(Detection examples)
■ ■ ■ ■ ■
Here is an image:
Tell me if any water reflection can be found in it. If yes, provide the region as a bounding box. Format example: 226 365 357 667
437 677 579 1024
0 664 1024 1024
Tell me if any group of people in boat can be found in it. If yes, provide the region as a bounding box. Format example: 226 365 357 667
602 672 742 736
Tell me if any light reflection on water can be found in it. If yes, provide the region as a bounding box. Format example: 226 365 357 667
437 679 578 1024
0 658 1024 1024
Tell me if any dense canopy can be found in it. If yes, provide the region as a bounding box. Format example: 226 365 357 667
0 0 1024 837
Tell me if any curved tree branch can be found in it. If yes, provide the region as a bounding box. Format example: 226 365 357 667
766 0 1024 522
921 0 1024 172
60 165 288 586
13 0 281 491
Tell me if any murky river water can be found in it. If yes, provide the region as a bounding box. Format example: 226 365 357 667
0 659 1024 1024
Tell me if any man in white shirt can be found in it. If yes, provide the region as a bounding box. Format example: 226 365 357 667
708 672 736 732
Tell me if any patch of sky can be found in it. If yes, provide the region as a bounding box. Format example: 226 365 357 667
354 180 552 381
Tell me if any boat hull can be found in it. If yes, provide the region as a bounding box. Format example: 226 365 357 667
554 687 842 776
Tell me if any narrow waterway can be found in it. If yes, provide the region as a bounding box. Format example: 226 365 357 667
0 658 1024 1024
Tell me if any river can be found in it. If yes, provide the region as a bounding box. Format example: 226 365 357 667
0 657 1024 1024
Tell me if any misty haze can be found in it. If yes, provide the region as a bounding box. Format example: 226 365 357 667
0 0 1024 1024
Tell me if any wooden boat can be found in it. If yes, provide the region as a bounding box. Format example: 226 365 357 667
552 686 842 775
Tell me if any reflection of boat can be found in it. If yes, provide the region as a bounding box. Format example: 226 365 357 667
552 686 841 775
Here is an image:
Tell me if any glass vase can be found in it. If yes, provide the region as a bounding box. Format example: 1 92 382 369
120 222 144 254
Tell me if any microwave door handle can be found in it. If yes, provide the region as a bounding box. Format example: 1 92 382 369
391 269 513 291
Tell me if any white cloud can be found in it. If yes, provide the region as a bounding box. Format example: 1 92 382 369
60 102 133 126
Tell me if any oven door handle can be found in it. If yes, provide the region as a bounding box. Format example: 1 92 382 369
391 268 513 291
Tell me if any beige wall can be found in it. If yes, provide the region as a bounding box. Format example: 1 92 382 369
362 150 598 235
■ ■ ■ ■ ■
** To be done **
Copy all of the items above word for word, line by line, changing nothing.

** Response to the exercise **
Here is an image:
Tell me if any water reflection can be found in it. If yes, provide the region as a bounding box. Format example: 226 365 357 667
437 677 579 1024
0 664 1024 1024
Tell me if any group of people in boat can be found in it. If yes, provide the region as a bounding box. Format example: 226 365 357 667
602 672 742 736
Tell me if any light reflection on water can be found in it. If yes, provide the region as a bounding box. Format example: 226 365 357 667
437 679 578 1024
0 658 1024 1024
Tell me if any dense canopy can be found in it. If yes, provide the region as a bounding box. Format example: 226 365 357 667
0 0 1024 837
Tell me if any curved tree branch can be found in it. If yes, provide the region as a bounding box. Format example: 226 365 357 667
766 0 1024 522
921 0 1024 172
60 165 288 586
13 0 281 491
Tell me if any murky river water can be found in it. If yes, provide the region as a bounding box. Format example: 226 365 357 667
0 659 1024 1024
Tell me if any man in white shirt can be found in it. If yes, provide the region as a bounding box. Format example: 226 365 357 667
708 672 736 732
Tell me if any patch of sky can be found in it. If yes, provide the region as a bounding box. Format example: 226 365 357 667
354 180 552 381
Tell me if any boat hull can be found in it. If yes, provide the region as a bounding box. Format example: 226 365 357 667
554 687 842 776
Tell me if any narrow waterway can be found in it. If yes, provide the region as a bounding box. Format example: 226 365 357 667
0 658 1024 1024
Tell me if any river can be found in it. If yes, provide the region as a bounding box. Format example: 226 365 357 667
0 657 1024 1024
Tell me if any misty haze can be found in it. If yes, provide the region as a bounding box. Format example: 226 365 357 667
0 0 1024 1024
Tell me if any wooden boat can be found in it. If yes, provide the region as a bounding box. Format example: 226 365 357 667
552 686 842 775
Tell me if any reflection of boat can be found in it. If yes, provide the region as a bounding box. Format example: 226 365 357 667
552 686 841 775
Here is an image:
Tell me if any glass vase can be found in it. If yes, provide the region as a bounding box. Format example: 1 92 382 369
120 222 144 254
Tell me if any microwave door handle can be found in it. If yes, provide the region as a bounding box. Format example: 1 92 382 369
391 269 513 291
Tell me if any white cloud can be found in it. If yes, provide the region as a bounding box. Format example: 1 92 382 369
60 102 133 126
Tell me if any oven door handle can be found in it. If yes, provide the region as a bounding box. Format example: 1 92 382 369
391 268 513 291
Tell me if any beige wall can be found in it. If yes, provide the region as a bounding box. Format example: 1 92 382 369
362 150 598 235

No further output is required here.